## PASSAGE
####

She wrote about it — a piece she published in Newsweek in 2002 called “Call Me Crazy, But I Have To Be Myself” is required reading in some college classes — she lectured, she taught, she worked with individuals. She took up shardware, a mosaic technique that uses broken plates to make beautiful and eccentric works of art, and she taught it to other people with mental illness as a metaphor for finding the beauty in brokenness.
Still, Mary had a bipolar brain. At about this time last year, she started feeling depressed again. At first she attributed it to the change in the seasons — she hated winter’s long nights and cold days — and a change in jobs. She went to yoga class more often, rode her horse whenever she could, asked her doctor’s help in adjusting her medications, reached out to family and friends for support. Mary had been writing off and on about her own life; after she died we found fragments of a memoir.
“Depression is its own country,” she had written. “You don’t know exactly how or when you got there, but you know you want to get out. The country declares sovereignty and says you will live there until you die. Which may be sooner than you think.”

####

## EXERCISE REQUIREMENTS
From the passage, pull out the words from "She wrote about" up to and including "beauty in brokenness.", unchanged.

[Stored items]
####

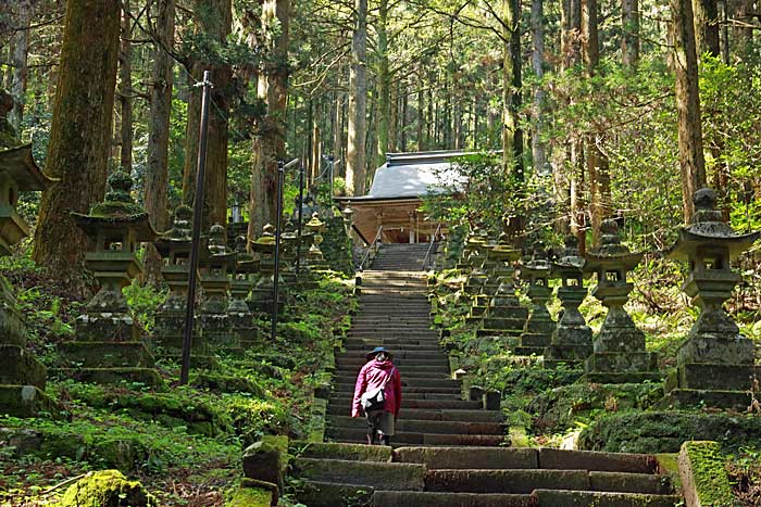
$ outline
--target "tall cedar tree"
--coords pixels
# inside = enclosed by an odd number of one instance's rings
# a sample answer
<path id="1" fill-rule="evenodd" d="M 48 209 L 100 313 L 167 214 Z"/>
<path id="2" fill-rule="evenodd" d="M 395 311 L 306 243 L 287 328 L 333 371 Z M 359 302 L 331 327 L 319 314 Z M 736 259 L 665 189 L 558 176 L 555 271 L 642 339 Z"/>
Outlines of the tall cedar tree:
<path id="1" fill-rule="evenodd" d="M 104 194 L 120 13 L 118 0 L 70 0 L 66 5 L 46 165 L 59 181 L 42 194 L 34 259 L 74 290 L 84 288 L 87 240 L 70 212 L 87 213 Z"/>

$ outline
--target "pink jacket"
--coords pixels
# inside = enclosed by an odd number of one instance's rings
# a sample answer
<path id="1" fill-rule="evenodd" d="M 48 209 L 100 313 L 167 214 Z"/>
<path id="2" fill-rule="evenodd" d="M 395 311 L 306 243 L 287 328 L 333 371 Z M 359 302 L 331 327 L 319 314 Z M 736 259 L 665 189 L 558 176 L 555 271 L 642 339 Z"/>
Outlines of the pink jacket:
<path id="1" fill-rule="evenodd" d="M 357 385 L 354 385 L 354 401 L 351 405 L 351 417 L 360 415 L 360 397 L 365 391 L 372 391 L 383 385 L 390 375 L 394 375 L 386 384 L 386 405 L 384 410 L 392 413 L 395 416 L 399 414 L 401 408 L 401 376 L 399 369 L 390 360 L 371 360 L 366 363 L 357 376 Z"/>

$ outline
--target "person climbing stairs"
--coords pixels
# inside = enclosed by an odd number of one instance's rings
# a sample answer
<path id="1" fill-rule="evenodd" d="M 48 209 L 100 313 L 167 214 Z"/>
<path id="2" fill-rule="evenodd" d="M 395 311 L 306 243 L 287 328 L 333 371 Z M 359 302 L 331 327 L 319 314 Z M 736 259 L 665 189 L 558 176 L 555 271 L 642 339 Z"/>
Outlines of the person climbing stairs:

####

## EXERCISE SOLUTION
She wrote about it — a piece she published in Newsweek in 2002 called “Call Me Crazy, But I Have To Be Myself” is required reading in some college classes — she lectured, she taught, she worked with individuals. She took up shardware, a mosaic technique that uses broken plates to make beautiful and eccentric works of art, and she taught it to other people with mental illness as a metaphor for finding the beauty in brokenness.